- [DATA ENTRIES]
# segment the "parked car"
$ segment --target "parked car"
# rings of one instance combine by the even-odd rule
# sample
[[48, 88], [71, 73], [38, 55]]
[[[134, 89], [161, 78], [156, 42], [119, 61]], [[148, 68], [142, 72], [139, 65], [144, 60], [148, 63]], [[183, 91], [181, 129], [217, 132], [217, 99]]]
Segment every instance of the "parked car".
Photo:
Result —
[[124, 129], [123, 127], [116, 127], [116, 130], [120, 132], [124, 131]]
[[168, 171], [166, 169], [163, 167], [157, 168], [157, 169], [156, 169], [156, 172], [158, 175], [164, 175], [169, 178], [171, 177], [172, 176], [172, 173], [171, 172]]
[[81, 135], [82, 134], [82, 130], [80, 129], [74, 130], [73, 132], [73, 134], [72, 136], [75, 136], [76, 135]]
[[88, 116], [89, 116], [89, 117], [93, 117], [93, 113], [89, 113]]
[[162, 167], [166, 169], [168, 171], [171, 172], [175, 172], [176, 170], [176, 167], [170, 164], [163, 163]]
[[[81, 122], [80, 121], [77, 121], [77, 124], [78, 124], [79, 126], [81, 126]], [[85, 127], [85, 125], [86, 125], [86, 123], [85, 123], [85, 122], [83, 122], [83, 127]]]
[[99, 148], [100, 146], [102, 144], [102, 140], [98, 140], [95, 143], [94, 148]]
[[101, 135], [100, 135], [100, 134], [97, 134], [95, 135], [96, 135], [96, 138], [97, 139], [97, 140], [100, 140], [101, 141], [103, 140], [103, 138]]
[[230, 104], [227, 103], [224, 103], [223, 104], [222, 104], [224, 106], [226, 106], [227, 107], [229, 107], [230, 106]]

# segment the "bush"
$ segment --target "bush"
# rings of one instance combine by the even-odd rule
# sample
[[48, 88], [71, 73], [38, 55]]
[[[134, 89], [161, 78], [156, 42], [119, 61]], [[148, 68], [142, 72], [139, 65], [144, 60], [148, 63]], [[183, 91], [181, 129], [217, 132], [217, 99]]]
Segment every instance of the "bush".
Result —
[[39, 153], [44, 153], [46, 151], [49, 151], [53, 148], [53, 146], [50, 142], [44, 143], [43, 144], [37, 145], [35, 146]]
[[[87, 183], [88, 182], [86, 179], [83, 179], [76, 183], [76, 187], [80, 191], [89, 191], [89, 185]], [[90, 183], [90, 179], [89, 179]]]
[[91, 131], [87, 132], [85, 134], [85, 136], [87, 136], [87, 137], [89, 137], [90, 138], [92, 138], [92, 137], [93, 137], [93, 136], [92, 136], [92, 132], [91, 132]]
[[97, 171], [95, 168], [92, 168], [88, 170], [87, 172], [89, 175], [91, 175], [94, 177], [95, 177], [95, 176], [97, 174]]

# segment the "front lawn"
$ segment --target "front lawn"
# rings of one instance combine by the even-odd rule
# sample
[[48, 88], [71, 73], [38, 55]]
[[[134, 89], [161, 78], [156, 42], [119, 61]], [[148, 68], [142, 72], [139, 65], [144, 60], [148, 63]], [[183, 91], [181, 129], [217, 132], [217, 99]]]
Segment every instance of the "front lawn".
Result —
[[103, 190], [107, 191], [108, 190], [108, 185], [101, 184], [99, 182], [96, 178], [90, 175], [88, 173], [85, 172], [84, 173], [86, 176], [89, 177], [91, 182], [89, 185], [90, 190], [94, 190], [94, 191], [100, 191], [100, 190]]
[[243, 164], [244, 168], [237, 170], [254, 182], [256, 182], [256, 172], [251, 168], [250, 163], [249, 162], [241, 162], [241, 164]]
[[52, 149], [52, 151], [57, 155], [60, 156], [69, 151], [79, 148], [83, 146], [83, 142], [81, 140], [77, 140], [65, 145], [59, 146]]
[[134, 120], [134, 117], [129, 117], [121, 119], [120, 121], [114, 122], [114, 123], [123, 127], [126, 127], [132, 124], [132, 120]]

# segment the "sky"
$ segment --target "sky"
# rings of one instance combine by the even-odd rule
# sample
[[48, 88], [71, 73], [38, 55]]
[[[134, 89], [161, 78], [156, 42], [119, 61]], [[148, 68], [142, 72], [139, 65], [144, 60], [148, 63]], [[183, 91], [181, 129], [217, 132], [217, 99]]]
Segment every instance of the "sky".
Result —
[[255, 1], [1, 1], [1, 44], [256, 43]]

- [CHALLENGE] Locate each line of the data that contains the word "every" and copy those lines out. Case counts.

- [RESPONSE TO THE EXERCISE]
Segment every instance of the "parked car".
Segment every instance of the "bush".
Segment every instance of the "front lawn".
Segment every instance of the "sky".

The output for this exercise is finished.